Content starts
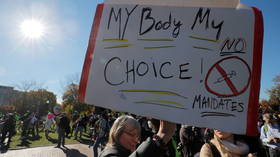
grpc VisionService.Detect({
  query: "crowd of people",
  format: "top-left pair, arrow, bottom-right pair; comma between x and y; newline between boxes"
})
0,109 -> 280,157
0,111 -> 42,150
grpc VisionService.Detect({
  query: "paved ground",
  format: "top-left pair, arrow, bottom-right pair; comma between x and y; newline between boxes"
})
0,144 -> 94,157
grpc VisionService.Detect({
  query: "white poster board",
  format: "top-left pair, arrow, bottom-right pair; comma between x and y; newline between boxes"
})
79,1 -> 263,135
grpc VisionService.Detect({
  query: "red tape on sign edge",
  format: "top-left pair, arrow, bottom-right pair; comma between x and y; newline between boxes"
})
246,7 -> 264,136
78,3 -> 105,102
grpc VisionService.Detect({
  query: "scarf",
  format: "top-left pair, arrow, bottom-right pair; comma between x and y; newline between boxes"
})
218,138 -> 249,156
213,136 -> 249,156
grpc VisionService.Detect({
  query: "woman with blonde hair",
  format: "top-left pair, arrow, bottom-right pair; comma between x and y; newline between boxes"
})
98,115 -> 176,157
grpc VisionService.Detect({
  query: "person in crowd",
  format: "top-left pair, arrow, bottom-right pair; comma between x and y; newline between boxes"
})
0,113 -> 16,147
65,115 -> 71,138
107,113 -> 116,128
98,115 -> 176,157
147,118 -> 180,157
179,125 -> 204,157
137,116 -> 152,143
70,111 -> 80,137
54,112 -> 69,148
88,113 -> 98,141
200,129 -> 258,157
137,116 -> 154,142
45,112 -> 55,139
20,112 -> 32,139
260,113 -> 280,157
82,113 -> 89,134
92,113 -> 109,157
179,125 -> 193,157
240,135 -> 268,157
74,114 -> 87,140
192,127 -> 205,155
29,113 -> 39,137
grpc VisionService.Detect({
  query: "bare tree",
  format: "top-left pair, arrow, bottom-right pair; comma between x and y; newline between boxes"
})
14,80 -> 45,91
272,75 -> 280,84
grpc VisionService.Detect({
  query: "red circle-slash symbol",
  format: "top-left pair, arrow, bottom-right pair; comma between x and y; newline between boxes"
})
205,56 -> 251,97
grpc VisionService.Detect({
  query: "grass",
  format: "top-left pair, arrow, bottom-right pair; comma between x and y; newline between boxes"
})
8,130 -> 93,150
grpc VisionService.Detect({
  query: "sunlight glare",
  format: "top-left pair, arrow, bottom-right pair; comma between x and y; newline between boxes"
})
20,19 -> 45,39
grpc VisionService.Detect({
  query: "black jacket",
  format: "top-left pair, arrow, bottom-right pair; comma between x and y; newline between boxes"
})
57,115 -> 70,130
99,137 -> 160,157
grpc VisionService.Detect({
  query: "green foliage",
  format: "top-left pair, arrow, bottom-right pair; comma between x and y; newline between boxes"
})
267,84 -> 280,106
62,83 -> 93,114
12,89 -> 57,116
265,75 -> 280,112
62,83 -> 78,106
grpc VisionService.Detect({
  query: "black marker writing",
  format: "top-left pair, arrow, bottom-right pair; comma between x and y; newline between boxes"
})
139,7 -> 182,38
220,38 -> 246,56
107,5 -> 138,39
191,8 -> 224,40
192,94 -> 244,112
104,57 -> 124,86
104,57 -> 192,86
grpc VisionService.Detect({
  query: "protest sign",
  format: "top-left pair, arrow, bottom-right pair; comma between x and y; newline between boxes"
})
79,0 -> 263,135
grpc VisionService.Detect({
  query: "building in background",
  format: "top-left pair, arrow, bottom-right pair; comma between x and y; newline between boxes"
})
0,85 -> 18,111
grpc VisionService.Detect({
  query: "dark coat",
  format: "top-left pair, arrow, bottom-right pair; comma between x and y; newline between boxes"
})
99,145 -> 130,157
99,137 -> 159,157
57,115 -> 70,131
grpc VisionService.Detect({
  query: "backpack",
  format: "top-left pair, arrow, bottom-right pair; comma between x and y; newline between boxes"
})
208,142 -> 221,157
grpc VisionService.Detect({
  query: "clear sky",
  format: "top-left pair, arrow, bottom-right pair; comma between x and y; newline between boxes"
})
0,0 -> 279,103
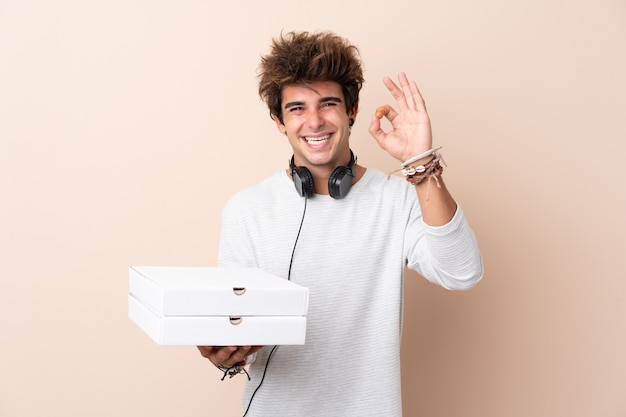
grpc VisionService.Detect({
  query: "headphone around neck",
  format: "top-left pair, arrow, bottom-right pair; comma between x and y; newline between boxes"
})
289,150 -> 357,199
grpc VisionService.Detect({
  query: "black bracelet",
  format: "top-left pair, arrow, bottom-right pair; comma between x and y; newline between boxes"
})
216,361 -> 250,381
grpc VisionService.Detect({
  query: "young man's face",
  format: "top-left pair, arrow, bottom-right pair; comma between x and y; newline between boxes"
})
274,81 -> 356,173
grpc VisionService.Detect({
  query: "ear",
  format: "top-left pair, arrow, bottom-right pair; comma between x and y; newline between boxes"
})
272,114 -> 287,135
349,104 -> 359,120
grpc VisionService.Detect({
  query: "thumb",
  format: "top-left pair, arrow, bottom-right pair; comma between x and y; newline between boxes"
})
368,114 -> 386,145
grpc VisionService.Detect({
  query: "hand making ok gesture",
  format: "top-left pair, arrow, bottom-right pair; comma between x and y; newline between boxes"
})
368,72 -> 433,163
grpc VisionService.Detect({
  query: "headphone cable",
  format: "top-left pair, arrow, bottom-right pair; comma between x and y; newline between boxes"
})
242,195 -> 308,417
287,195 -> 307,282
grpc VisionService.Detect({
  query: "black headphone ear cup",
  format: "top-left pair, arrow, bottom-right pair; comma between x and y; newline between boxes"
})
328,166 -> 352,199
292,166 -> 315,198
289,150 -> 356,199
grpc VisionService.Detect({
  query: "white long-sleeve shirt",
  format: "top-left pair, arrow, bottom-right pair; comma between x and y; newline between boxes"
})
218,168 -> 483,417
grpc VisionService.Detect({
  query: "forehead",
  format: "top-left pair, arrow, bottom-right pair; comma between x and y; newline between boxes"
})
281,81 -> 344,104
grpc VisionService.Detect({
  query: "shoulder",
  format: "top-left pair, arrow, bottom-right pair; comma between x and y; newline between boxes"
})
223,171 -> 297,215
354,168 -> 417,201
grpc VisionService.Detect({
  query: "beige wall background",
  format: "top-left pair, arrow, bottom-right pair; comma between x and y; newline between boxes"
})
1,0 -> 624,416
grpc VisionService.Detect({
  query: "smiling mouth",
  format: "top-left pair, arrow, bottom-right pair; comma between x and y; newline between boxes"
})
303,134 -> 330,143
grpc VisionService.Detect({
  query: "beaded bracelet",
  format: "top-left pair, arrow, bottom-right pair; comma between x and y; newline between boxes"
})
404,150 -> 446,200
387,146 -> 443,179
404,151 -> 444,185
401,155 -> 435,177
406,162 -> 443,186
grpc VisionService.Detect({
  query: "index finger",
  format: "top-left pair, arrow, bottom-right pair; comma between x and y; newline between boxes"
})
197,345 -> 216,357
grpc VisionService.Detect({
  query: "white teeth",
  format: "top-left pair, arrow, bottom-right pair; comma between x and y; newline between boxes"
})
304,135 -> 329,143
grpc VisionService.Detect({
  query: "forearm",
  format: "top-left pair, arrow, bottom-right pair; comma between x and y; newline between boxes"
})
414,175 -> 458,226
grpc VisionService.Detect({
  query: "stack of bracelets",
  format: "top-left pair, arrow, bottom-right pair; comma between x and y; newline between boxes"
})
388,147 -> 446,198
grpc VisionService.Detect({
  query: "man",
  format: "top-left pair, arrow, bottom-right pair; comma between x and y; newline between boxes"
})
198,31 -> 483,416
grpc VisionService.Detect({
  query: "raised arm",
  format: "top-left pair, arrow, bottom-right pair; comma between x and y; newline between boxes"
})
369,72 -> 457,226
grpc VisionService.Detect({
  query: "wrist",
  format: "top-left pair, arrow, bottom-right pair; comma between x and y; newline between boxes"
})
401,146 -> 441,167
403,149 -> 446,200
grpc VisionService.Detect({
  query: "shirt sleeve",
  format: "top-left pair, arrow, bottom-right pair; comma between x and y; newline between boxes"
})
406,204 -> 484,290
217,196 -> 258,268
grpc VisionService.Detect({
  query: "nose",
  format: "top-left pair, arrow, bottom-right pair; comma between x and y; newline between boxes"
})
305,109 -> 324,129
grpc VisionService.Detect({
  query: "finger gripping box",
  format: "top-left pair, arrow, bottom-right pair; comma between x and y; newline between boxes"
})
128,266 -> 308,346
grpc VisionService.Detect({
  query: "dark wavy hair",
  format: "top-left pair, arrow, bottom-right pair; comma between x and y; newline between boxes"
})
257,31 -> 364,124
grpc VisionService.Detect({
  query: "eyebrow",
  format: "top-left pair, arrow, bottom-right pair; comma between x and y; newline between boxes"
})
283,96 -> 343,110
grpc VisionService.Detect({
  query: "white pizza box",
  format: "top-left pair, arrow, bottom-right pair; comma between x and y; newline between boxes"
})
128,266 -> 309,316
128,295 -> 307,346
Content ends
TASK DESCRIPTION
Lines containing the word "finger": copy each of them from the material.

SOLUTION TO THIS TASK
  query: "index finger",
  query: "finger gripping box",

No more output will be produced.